**Assigned task**
List every person named in full in the text below about Lim Ah Liang's life sentence and appeal.

With pursuant to the landmark ruling of Abdul Nasir Amer Hamsah's appeal on 20 August 1997, an offender sentenced to life imprisonment must remain behind bars for the rest of his or her natural life. This deviated from the previous law where it decreed that a life term was equivalent to a fixed jail term of twenty years. The legal change was applicable to criminal cases that were committed after 20 August 1997. Since the killing of Ho Kien Leong occurred on 13 September 2005, eight years and one month after the legal reform, Lim was to be imprisoned for the remainder of his natural life under the present life imprisonment laws.

==Lim's appeal==
On 20 August 2007, seven months after Lim Ah Liang's sentencing, the Court of Appeal heard the appeal against Lim's sentence. Lim's lawyer Anand Nalachandran argued in court that Lim's sentence of life should be lowered to ten years' jail, as Lim's condition was improving with consistent treatment in prison, and he also highlighted that Lim's family and close friends would be able to take care of him upon his release, and hence it would be sufficient to order Lim to serve ten years behind bars since he could recover and rejoin society within that period.

**Supplied material**
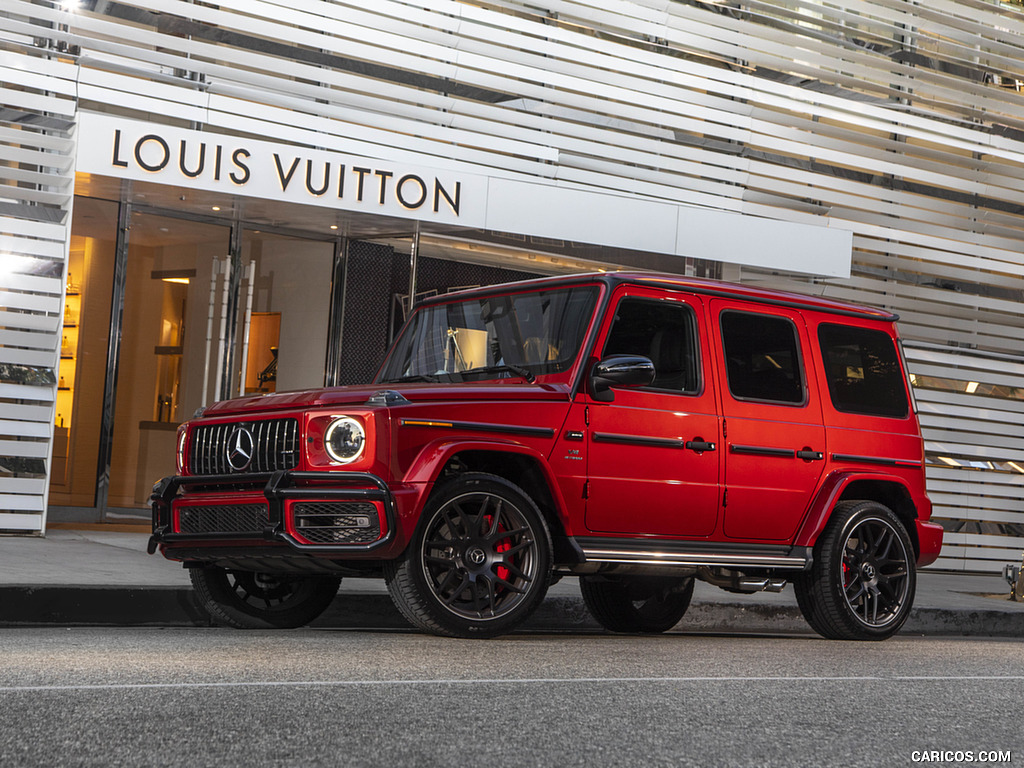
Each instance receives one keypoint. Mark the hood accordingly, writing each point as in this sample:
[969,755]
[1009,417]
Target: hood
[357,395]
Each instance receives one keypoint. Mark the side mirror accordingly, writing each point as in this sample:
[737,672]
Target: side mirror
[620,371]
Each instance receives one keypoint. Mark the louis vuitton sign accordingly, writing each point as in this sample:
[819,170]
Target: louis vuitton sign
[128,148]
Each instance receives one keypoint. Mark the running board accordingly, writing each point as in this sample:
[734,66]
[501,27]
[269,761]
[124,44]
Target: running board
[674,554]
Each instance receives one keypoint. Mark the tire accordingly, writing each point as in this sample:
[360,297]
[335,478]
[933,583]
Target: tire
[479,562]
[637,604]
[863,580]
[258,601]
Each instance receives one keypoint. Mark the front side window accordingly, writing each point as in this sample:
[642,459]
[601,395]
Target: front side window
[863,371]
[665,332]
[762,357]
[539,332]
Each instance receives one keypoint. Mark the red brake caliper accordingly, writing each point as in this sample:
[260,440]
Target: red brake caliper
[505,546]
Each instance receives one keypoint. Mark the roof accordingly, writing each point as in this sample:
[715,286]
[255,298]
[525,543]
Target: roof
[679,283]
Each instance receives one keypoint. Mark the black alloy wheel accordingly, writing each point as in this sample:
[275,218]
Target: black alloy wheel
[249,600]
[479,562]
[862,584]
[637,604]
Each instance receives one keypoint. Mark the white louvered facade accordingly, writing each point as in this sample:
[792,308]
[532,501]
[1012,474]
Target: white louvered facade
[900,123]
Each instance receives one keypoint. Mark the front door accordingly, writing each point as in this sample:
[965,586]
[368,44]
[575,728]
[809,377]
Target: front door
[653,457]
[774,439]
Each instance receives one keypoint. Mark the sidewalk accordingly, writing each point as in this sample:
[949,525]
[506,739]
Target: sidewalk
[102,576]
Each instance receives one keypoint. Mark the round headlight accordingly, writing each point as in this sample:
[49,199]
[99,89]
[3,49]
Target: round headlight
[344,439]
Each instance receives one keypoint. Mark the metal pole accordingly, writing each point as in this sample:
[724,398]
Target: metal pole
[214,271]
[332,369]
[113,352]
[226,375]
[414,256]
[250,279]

* * *

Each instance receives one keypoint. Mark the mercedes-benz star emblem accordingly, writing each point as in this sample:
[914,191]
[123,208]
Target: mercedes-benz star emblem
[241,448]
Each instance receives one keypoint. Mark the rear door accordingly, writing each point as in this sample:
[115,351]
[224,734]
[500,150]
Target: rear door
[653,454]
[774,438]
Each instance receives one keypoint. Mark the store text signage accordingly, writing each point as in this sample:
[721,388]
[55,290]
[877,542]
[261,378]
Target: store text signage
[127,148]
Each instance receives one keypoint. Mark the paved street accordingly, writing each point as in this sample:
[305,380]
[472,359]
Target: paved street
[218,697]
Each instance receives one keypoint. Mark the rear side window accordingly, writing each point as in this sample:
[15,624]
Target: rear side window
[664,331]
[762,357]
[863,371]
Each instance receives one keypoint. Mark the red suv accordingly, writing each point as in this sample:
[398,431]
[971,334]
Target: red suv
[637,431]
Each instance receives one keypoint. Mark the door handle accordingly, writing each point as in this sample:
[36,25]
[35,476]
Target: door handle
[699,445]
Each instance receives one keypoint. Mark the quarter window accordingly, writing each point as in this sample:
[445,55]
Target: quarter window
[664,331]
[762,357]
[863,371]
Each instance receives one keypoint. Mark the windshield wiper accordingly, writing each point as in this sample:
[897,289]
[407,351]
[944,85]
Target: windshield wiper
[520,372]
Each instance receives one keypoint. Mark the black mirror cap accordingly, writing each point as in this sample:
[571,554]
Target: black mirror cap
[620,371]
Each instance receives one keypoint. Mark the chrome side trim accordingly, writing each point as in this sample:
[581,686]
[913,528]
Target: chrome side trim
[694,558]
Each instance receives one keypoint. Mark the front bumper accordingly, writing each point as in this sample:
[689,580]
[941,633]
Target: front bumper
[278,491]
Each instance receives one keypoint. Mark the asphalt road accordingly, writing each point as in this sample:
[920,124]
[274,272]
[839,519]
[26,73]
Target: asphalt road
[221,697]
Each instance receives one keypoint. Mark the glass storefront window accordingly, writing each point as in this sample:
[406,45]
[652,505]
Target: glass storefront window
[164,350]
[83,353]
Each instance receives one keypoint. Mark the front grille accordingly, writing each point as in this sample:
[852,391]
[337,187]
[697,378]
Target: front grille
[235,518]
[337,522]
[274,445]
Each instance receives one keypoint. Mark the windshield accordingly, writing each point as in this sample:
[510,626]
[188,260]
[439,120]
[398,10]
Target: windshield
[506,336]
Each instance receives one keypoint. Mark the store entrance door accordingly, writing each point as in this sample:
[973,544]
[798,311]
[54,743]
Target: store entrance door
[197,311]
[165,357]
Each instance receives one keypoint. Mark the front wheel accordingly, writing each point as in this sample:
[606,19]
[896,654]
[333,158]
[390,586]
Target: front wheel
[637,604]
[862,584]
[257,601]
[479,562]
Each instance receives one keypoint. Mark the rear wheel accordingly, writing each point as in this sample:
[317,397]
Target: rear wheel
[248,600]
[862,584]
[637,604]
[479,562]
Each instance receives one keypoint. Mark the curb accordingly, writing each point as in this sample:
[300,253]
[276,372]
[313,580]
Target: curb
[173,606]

**Answer to this task**
Abdul Nasir Amer Hamsah
Ho Kien Leong
Lim Ah Liang
Anand Nalachandran